* SET EXERCISE 1 *
Locate each line in the records that contains the word "locomotive", and copy those lines out.

| [ directory ] |
When the term Servlet is mentioned, it is almost always implied that the Servlet is an instance of HttpServlet[3]. The explanation of this is simple. The HyperText Transfer Protocol (HTTP)[4] is used for the vast majority of transactions on the World Wide Webevery Web page you visit is transmitted using HTTP, hence the http:// prefix. Not that HTTP is the best protocol to ever be made, but HTTP does work and HTTP is already widely used. Servlet support for HTTP transactions comes in the form of the javax.servlet.http.HttpServlet class.
[3] Note that at the time of writing there is only one protocol-specific servlet and it is HTTP. However, at least one JSR is looking to add additional protocol-specific servlets. In this particular case, it is the SIP (Session Initiation Protocol).
[4] Voracious readers are advised to read the current HTTP specification, http://www.ietf.org/rfc/rfc2616.txt. This book is not a substitute for the complete specification. However, this book does provide more than enough detail for the average Web developer.
Before showing an example of an HttpServlet, it is helpful to reiterate the basics of the HyperText Transfer Protocol. Many developers do not fully understand HTTP, which is critical in order to fully understand an HttpServlet. HTTP is a simple, stateless protocol. The protocol relies on a client, usually a Web browser, to make a request and a server to send a response. Connections only last long enough for one transaction. A transaction can be one or more request/response pairs. For example, a browser will send a request for an HTML page followed by multiple requests for each image on that page. All of these requests and responses will be done over the same connection. The connection will then be closed at the end of the last response. The whole process is relatively simple and occurs each time a browser requests a resource from an HTTP server[5].
[5] HTTP 1.1 allows these "long-lived" connections automatically; in HTTP 1.0 you need to use the Connection: Keep-Alive header.
The first part of an HTTP transaction is when an HTTP client creates and sends a request to a server. An HTTP request in its simplest form is nothing more than a line of text specifying what resource a client would like to retrieve. The line of text is broken into three parts: the type of action, or method, that the client would like to do; the resource the client would like to access; and the version of the HTTP protocol that is being used. For example:
GET /index.html HTTP/1.0
The preceding is a completely valid HTTP request. The first word, GET, is a method defined by HTTP to ask a server for a specific resource; /index.html is the resource being requested from the server; HTTP/1.0 is the version of HTTP that is being used. When any device using HTTP wants to get a resource from a server, it would use something similar to the above line. Go ahead and try this by hand against Tomcat. Open up a telnet session with your local computer on port 80. From the command prompt this is usually accomplished with:
telnet 127.0.0.1 80
Something similar to Figure 2-2 should appear.

* SET EXERCISE 2 *
Finish out the next part of the passage on HTTP and servlets, picking up right after its final sentence.

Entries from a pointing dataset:

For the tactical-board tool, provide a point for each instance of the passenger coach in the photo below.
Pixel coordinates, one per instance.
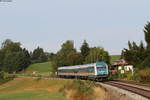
(96, 71)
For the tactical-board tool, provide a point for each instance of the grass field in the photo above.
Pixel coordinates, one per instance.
(39, 68)
(27, 88)
(114, 58)
(32, 89)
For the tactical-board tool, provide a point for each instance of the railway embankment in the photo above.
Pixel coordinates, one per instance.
(119, 93)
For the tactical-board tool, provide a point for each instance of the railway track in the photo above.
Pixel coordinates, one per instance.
(134, 89)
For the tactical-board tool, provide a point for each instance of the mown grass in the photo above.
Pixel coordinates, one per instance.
(32, 95)
(33, 89)
(26, 88)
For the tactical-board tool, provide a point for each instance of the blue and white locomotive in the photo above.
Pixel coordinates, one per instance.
(96, 71)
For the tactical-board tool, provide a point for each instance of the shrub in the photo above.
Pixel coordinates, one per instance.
(80, 90)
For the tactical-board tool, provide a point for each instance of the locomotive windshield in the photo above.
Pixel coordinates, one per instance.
(101, 70)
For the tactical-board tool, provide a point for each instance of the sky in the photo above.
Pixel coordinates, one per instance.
(49, 23)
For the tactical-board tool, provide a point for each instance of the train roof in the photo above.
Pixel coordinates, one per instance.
(83, 66)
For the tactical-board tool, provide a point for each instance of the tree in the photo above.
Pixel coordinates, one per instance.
(97, 54)
(147, 34)
(85, 49)
(12, 57)
(39, 55)
(66, 55)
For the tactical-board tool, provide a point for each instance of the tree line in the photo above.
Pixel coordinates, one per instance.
(139, 55)
(14, 58)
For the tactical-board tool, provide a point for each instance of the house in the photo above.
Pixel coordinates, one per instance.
(122, 66)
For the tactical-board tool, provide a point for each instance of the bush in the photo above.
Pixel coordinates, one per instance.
(145, 75)
(80, 90)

* ANSWER 1 *
For the tactical-board tool, provide a point for each instance of the blue and white locomotive in the photo above.
For the tactical-board tool, provide a point for each instance of the locomotive windshield in the photo above.

* ANSWER 2 *
The telnet program has just opened a connection to Tomcat's Web server. Tomcat understands HTTP, so type[6] in the example HTTP statement. This HTTP request can be terminated by a blank line, so hit Enter a second time to place an additional blank line and finish the request[7].
[6] Microsoft's telnet input will not appear in the window as you type. To fix this, type LOCAL_ECHO and hit Return. Also note that if you are using Microsoft XP, then the telnet window is not cleared after it is connected.
[7] If using Microsoft Window's default telnet program, be aware that the connection is livethat is, type in the full request correctly (even if it does not appear when you are typing it) and do not hit Backspace or Delete.
GET /jspbook/index.html HTTP/1.0
The content of index.html is returned from the Web Application mapped to /jspbook (the application we started last chapter), as shown in Figure 2-3.

You just sent a basic HTTP request, and Tomcat returned an HTTP response. While usually done behind the scenes, all HTTP requests resemble the preceding. There are a few more methods to accompany GET, but before discussing those, let's take a closer look at what Tomcat sent back.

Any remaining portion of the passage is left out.